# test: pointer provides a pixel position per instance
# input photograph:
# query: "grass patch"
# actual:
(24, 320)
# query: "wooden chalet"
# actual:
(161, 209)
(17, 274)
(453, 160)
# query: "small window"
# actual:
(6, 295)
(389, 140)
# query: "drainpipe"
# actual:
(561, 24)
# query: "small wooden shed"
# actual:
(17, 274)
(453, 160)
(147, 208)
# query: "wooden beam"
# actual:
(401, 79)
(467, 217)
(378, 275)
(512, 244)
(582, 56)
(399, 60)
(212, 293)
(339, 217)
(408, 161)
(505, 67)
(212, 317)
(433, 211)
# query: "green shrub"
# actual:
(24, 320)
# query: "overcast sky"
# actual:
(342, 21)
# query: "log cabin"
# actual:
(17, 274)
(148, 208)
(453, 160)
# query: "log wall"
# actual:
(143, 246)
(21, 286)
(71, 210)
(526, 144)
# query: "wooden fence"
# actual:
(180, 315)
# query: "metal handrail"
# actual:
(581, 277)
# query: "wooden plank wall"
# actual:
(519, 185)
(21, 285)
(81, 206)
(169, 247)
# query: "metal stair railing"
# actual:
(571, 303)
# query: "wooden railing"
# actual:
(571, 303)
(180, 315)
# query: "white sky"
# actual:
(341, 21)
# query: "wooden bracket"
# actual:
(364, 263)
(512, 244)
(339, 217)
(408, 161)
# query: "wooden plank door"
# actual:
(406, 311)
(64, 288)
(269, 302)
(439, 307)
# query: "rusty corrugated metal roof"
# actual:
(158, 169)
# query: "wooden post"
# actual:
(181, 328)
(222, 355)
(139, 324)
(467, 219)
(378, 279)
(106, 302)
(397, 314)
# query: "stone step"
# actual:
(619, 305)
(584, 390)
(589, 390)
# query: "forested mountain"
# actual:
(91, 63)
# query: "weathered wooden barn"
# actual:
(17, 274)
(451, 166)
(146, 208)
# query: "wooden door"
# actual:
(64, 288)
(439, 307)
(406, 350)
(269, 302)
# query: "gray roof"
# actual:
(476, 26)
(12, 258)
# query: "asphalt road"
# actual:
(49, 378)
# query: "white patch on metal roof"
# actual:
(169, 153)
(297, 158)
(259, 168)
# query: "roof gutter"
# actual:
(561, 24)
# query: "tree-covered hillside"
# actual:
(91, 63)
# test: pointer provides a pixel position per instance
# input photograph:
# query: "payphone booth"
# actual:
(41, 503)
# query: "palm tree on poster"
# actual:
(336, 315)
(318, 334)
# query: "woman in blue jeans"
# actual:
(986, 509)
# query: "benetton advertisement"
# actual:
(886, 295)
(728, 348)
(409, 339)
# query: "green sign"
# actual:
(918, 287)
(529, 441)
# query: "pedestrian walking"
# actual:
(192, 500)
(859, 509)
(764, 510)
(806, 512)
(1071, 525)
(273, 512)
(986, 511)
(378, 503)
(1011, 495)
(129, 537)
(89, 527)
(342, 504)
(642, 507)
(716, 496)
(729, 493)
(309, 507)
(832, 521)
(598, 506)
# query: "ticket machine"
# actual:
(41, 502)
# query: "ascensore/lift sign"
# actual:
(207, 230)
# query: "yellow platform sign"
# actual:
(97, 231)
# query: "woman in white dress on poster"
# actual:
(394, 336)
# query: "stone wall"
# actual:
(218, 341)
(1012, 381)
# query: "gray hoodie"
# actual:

• The task
Please restate the records in full, word for word.

• Problem solution
# test: pointer provides a pixel position per instance
# input photograph:
# query: "grass patch"
# actual:
(24, 320)
# query: "wooden chalet"
# actual:
(161, 209)
(17, 274)
(453, 160)
# query: "small window"
# actual:
(6, 295)
(389, 140)
# query: "drainpipe"
# actual:
(561, 24)
# query: "small wooden shed"
# actual:
(17, 274)
(453, 160)
(147, 208)
# query: "wooden beam"
# actual:
(401, 79)
(467, 217)
(378, 275)
(512, 244)
(582, 56)
(399, 60)
(212, 293)
(339, 217)
(408, 161)
(505, 67)
(212, 317)
(433, 211)
# query: "green shrub"
# actual:
(24, 320)
# query: "overcast sky"
# actual:
(342, 21)
# query: "log cabin"
# actual:
(17, 274)
(148, 208)
(453, 160)
# query: "log wall"
# actual:
(143, 246)
(21, 286)
(71, 210)
(526, 144)
# query: "wooden fence"
# actual:
(180, 315)
# query: "metal handrail"
# actual:
(581, 277)
# query: "wooden plank wall"
# actual:
(519, 185)
(21, 285)
(81, 206)
(169, 247)
# query: "metal stair railing"
# actual:
(571, 303)
# query: "wooden railing"
# actual:
(571, 303)
(180, 315)
# query: "white sky"
# actual:
(341, 21)
# query: "wooden bracket"
# actual:
(364, 263)
(512, 244)
(339, 217)
(408, 161)
# query: "wooden plank door"
# actual:
(406, 311)
(64, 288)
(269, 302)
(439, 307)
# query: "rusty corrugated metal roof"
# actual:
(158, 169)
# query: "wooden post"
# actual:
(181, 328)
(222, 355)
(139, 324)
(467, 219)
(378, 279)
(106, 302)
(397, 314)
# query: "stone step"
# actual:
(619, 305)
(584, 390)
(589, 390)
# query: "forested mountain"
# actual:
(91, 63)
# query: "weathered wooden barn"
# actual:
(17, 274)
(451, 166)
(146, 208)
# query: "wooden door"
# actual:
(64, 288)
(439, 307)
(406, 350)
(269, 302)
# query: "gray roof"
# actual:
(476, 26)
(12, 258)
# query: "asphalt road"
# actual:
(49, 378)
# query: "white patch on metal roof"
# actual:
(169, 153)
(297, 158)
(259, 168)
# query: "roof gutter"
# actual:
(561, 24)
# query: "tree-covered hillside"
# actual:
(91, 63)
# test: pointer provides a pixel position per instance
# input photograph:
# query: "payphone booth"
# actual:
(41, 503)
# query: "palm tree on poster"
# actual:
(336, 315)
(318, 334)
# query: "woman in blue jeans"
# actual:
(986, 509)
# query: "benetton advertisement"
# actual:
(886, 295)
(728, 348)
(409, 339)
# query: "green sign"
# actual:
(918, 287)
(529, 441)
# query: "pedestrian walking"
# actual:
(192, 500)
(859, 509)
(764, 510)
(806, 512)
(1071, 525)
(273, 512)
(986, 511)
(378, 503)
(1011, 495)
(129, 537)
(89, 527)
(342, 504)
(642, 507)
(716, 496)
(729, 493)
(309, 507)
(832, 521)
(598, 506)
# query: "ticket machine"
# actual:
(41, 502)
# query: "ascensore/lift sign"
# actual:
(207, 230)
# query: "yellow platform sign"
# actual:
(97, 231)
# query: "woman in white dress on poster"
# actual:
(394, 336)
# query: "stone wall"
# actual:
(218, 341)
(1012, 381)
# query: "gray hoodie"
# actual:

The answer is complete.